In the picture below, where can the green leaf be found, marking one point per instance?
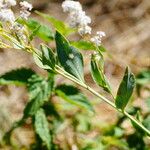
(143, 77)
(18, 76)
(39, 93)
(48, 57)
(69, 57)
(84, 45)
(146, 122)
(125, 89)
(97, 70)
(72, 95)
(59, 25)
(42, 128)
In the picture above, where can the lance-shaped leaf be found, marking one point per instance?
(48, 57)
(86, 45)
(42, 128)
(97, 67)
(39, 93)
(125, 89)
(57, 24)
(69, 57)
(72, 95)
(38, 29)
(18, 76)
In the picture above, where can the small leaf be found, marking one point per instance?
(97, 67)
(83, 45)
(42, 31)
(69, 57)
(18, 76)
(86, 45)
(59, 25)
(39, 93)
(42, 128)
(72, 95)
(125, 89)
(48, 57)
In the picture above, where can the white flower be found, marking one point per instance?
(97, 40)
(77, 17)
(25, 8)
(10, 3)
(24, 14)
(7, 15)
(82, 19)
(69, 6)
(101, 34)
(85, 30)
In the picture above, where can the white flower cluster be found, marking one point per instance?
(6, 14)
(25, 9)
(97, 40)
(77, 17)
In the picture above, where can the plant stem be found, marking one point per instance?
(70, 77)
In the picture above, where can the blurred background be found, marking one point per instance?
(127, 27)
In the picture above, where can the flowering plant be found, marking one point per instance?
(65, 60)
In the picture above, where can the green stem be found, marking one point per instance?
(70, 77)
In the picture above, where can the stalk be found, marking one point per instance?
(75, 80)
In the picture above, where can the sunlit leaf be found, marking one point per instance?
(57, 24)
(42, 128)
(72, 95)
(97, 70)
(39, 93)
(48, 57)
(38, 29)
(69, 57)
(125, 89)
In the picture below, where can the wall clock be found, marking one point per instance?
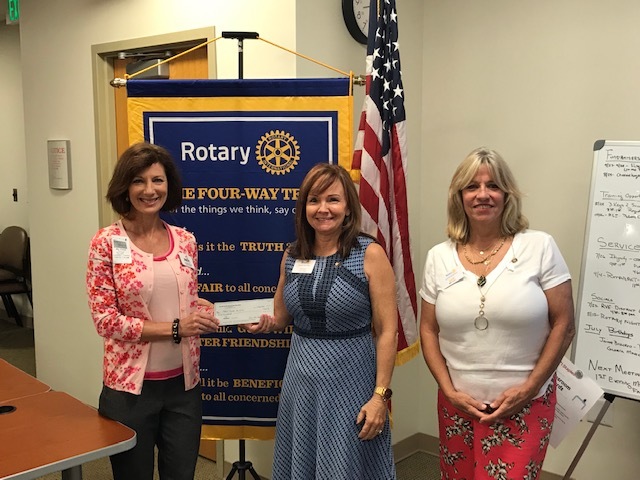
(356, 18)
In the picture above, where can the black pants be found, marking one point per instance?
(163, 415)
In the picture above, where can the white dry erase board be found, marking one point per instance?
(607, 345)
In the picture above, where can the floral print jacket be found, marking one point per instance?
(118, 298)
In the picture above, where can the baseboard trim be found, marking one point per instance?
(421, 442)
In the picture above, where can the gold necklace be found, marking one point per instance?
(486, 260)
(481, 322)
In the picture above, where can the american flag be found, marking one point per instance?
(381, 156)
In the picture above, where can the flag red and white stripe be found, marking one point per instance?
(381, 157)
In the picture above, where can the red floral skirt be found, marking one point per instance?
(512, 448)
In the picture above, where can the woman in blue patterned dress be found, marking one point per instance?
(337, 287)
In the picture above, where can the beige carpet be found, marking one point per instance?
(16, 347)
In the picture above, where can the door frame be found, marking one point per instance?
(103, 98)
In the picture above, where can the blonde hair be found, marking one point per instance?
(513, 221)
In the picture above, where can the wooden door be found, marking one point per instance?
(193, 65)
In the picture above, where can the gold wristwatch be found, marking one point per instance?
(384, 392)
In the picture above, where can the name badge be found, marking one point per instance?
(120, 249)
(186, 261)
(303, 266)
(454, 276)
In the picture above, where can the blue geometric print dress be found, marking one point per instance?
(330, 374)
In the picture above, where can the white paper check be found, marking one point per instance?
(242, 311)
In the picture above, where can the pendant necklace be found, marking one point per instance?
(486, 260)
(481, 322)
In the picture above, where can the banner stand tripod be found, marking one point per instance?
(242, 465)
(609, 398)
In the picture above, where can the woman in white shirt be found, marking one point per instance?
(497, 317)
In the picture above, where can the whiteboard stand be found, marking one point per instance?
(609, 398)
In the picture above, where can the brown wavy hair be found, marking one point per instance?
(317, 180)
(133, 161)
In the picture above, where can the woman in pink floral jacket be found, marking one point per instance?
(143, 295)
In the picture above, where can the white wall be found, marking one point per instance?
(539, 81)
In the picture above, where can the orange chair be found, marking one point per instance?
(15, 268)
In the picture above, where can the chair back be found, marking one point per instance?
(14, 251)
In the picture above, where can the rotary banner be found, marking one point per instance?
(243, 148)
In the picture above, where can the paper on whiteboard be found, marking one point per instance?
(576, 394)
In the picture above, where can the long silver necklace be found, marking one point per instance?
(481, 322)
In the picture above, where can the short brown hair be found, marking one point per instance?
(134, 160)
(513, 220)
(322, 176)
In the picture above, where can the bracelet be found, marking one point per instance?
(175, 331)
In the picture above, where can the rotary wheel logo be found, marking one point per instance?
(277, 152)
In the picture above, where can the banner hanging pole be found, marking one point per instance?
(242, 465)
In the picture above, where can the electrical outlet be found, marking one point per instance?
(595, 410)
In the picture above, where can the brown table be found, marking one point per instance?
(14, 383)
(52, 431)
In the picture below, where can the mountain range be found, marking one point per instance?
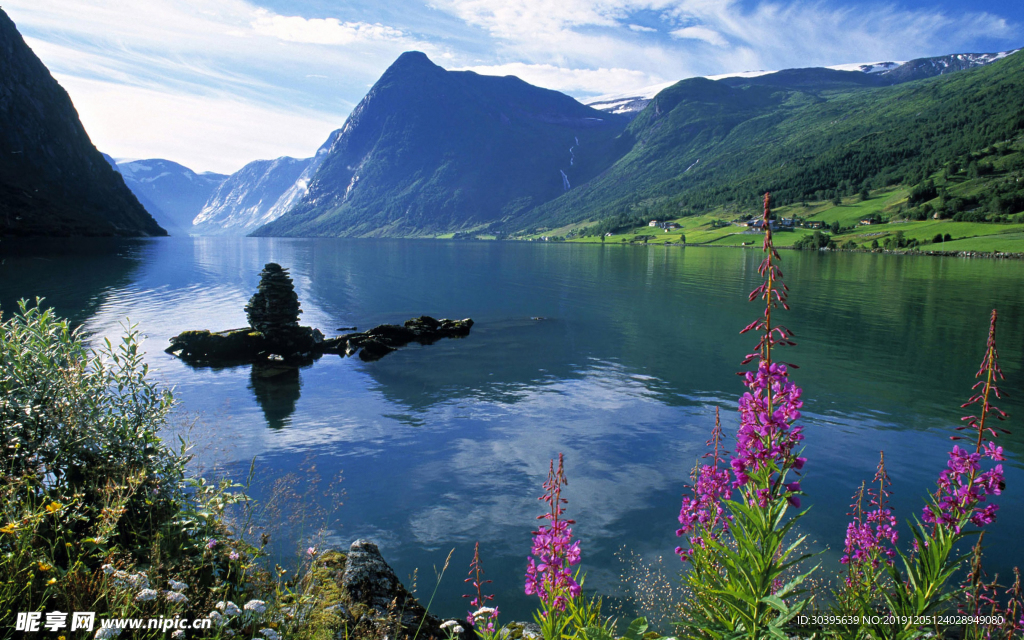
(431, 152)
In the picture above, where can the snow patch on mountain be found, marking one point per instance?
(632, 102)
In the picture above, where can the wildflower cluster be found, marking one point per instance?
(549, 577)
(963, 485)
(767, 436)
(871, 537)
(704, 510)
(483, 619)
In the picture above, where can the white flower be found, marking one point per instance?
(255, 605)
(138, 581)
(145, 595)
(228, 607)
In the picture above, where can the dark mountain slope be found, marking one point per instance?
(52, 179)
(429, 151)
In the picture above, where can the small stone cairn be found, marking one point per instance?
(273, 309)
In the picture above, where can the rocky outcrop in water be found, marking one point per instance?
(274, 333)
(274, 306)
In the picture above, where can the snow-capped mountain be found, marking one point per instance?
(171, 193)
(186, 203)
(248, 199)
(929, 67)
(889, 72)
(301, 186)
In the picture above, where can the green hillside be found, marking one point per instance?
(700, 144)
(971, 210)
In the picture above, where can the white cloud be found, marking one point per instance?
(232, 56)
(700, 33)
(320, 31)
(574, 81)
(204, 133)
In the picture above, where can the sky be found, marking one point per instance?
(214, 84)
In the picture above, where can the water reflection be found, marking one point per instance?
(75, 275)
(276, 387)
(445, 444)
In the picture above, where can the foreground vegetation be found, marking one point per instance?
(99, 514)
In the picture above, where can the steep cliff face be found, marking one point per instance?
(249, 198)
(172, 194)
(52, 179)
(430, 151)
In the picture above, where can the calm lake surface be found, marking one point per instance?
(443, 445)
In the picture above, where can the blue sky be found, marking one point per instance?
(213, 84)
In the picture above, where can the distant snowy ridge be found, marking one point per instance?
(632, 102)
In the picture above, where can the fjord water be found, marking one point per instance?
(614, 355)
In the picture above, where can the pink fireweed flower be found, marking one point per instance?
(871, 537)
(767, 437)
(963, 486)
(548, 573)
(476, 579)
(701, 515)
(767, 434)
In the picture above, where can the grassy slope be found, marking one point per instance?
(984, 237)
(794, 141)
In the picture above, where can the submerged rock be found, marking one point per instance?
(274, 333)
(300, 345)
(242, 346)
(359, 594)
(379, 341)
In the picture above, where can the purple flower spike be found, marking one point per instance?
(963, 484)
(548, 573)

## WHAT THIS TASK INVOLVES
Every line of the material is to be quoted exactly, with no pictures carried over.

## COMPLETE OUTPUT
In the picture below, where can the green leaf be found, marking one point per instance?
(143, 77)
(18, 76)
(39, 93)
(48, 57)
(69, 57)
(84, 45)
(146, 122)
(125, 89)
(97, 70)
(72, 95)
(59, 25)
(42, 128)
In the picture above, where can the lance-shaped leaf be found, marking one point per instance?
(48, 57)
(86, 45)
(42, 128)
(97, 67)
(39, 93)
(125, 89)
(57, 24)
(69, 57)
(72, 95)
(38, 29)
(18, 76)
In the picture above, where can the small leaf be found, marking one point per instance?
(97, 67)
(83, 45)
(42, 31)
(69, 57)
(18, 76)
(86, 45)
(59, 25)
(39, 93)
(42, 128)
(72, 95)
(125, 89)
(48, 57)
In the picture above, where can the white flower be found, marking one point per instance?
(97, 40)
(77, 17)
(25, 8)
(10, 3)
(24, 14)
(7, 15)
(82, 19)
(69, 6)
(101, 34)
(85, 30)
In the picture above, where can the white flower cluster be found, marking one point per instance?
(6, 14)
(25, 9)
(97, 40)
(77, 17)
In the picture above, where can the plant stem be found, marking one point per instance?
(70, 77)
In the picture above, where can the blurred background be found, marking one point per instance?
(127, 27)
In the picture above, where can the flowering plant be found, marking one point per instance?
(65, 60)
In the picture above, where can the green stem be found, marking one point per instance?
(70, 77)
In the picture above, where can the stalk be found, marking one point per instance?
(75, 80)
In the picture above, where can the sunlit leaf be found, marking one point per instance?
(57, 24)
(42, 128)
(72, 95)
(97, 70)
(39, 93)
(48, 57)
(38, 29)
(69, 57)
(125, 89)
In the picture below, where can the wall clock be found, marking one point per instance?
(356, 18)
In the picture above, where can the black pants be found, marking one point per instance?
(163, 415)
In the picture above, where can the white dry erase board be found, marking one point per instance?
(607, 345)
In the picture above, where can the floral print jacket be found, marking one point per instance?
(118, 298)
In the picture above, where can the baseboard trim be found, marking one point per instance?
(421, 442)
In the picture above, where can the gold necklace be found, marking one point per instance?
(486, 260)
(481, 322)
In the picture above, where can the american flag be found, marking one point per instance?
(381, 156)
In the picture above, where can the flag red and white stripe be found, marking one point per instance?
(381, 157)
In the picture above, where can the red floral skirt be found, marking one point per instance?
(512, 448)
In the picture above, where can the woman in blue patterned dress be found, marking one point per instance?
(337, 287)
In the picture above, where can the beige carpet be found, marking one point per instance?
(16, 347)
In the picture above, where can the door frame be found, marking one point per instance?
(103, 98)
In the picture above, where can the blonde hair be found, marking one point per instance?
(513, 221)
In the picture above, where can the wooden door be found, marking one point per instance?
(193, 65)
In the picture above, where can the gold wristwatch be found, marking one point per instance?
(384, 392)
In the picture above, where can the name badge be found, marking one point per instance?
(120, 249)
(186, 261)
(303, 266)
(454, 276)
In the picture above, where can the blue geometric print dress be found, marking one point per instance?
(330, 374)
In the picture above, where can the white paper check be found, marking one point per instance?
(242, 311)
In the picture above, where can the pendant necklace be found, marking one point per instance?
(486, 260)
(481, 322)
In the picture above, where can the banner stand tripod be found, marking one point per instance?
(242, 465)
(609, 398)
In the picture above, where can the woman in white shirt be found, marking one point per instance?
(497, 317)
In the picture above, where can the whiteboard stand be found, marking one point per instance?
(609, 398)
In the picture above, where can the brown wavy hair be found, marking one point per instance?
(317, 180)
(133, 161)
In the picture above, where can the woman in pink floral jacket be found, marking one point per instance?
(143, 295)
In the picture above, where can the white wall be found, marking one point per instance?
(539, 81)
In the picture above, where can the orange chair be found, marking one point per instance?
(15, 268)
In the picture above, where can the chair back be found, marking one point per instance?
(14, 251)
In the picture above, where can the rotary banner be found, marking one point per instance?
(243, 148)
In the picture above, where can the paper on whiteboard be found, marking one point per instance?
(576, 394)
In the picture above, where can the long silver necklace be found, marking one point per instance?
(481, 322)
In the picture above, where can the short brown hair be found, marking one point per instance?
(134, 160)
(513, 220)
(322, 176)
In the picture above, where can the bracelet be found, marking one point per instance?
(175, 331)
In the picture above, where can the rotary wheel logo be found, marking one point per instance?
(277, 152)
In the picture above, where can the banner hanging pole be found, marking one point per instance?
(242, 465)
In the picture above, where can the electrical outlet be found, marking one point per instance?
(595, 410)
In the picture above, where can the brown table be found, marking one point per instance?
(14, 383)
(52, 431)
In the picture below, where can the mountain range be found, marking one point per instance?
(431, 152)
In the picture above, where can the snow patch on mountain be found, marking one point per instance?
(632, 102)
In the picture above, where can the wildflower cluster be found, marking one point per instance?
(549, 577)
(963, 485)
(767, 436)
(871, 537)
(704, 510)
(483, 619)
In the picture above, where can the white flower be found, marking one point per instance?
(255, 605)
(138, 581)
(145, 595)
(228, 607)
In the picture above, where can the dark mountain slope be found, marking one point per instance?
(52, 179)
(429, 151)
In the picture above, where can the small stone cairn be found, marking one point per instance?
(273, 309)
In the picture above, where can the rocky outcrop in water be found, marking one point per instance?
(274, 333)
(274, 306)
In the picture above, where can the snow-capped mountain be found, marking one point per instance?
(171, 193)
(186, 203)
(248, 199)
(929, 67)
(889, 72)
(301, 186)
In the picture above, where can the green hillside be found, marking one point per instance?
(700, 144)
(971, 210)
In the picture above, where can the white cloud be found, marking one point per instance?
(232, 56)
(700, 33)
(320, 31)
(574, 81)
(204, 133)
In the picture above, where can the sky be found, marking one point per instance?
(214, 84)
In the picture above, where can the water reflection be found, marking one point per instance?
(75, 275)
(276, 387)
(445, 444)
In the picture above, where can the foreground vegetation be found, marking one point per instance?
(99, 514)
In the picture above, where can the steep cliff face be found, marking one point per instance?
(249, 198)
(172, 194)
(52, 179)
(430, 151)
In the picture above, where can the calm lake surface be found, marking one point per instance?
(443, 445)
In the picture above, where can the blue sky be found, marking one point per instance?
(213, 84)
In the picture above, where can the distant snowy ridge be found, marking one point per instance?
(632, 102)
In the picture above, where can the fjord water be found, marking one point per instance?
(614, 355)
In the picture above, where can the pink fireweed flower be found, marking one point per instance?
(871, 537)
(767, 437)
(963, 486)
(548, 573)
(476, 579)
(701, 515)
(767, 434)
In the picture above, where can the grassy slope be found, marking one point per instance?
(984, 237)
(794, 141)
In the picture above, where can the submerged rock be found, marking one point per instance?
(274, 333)
(300, 345)
(242, 346)
(359, 594)
(379, 341)
In the picture above, where can the purple flower spike be found, marking one point per instance?
(963, 484)
(548, 573)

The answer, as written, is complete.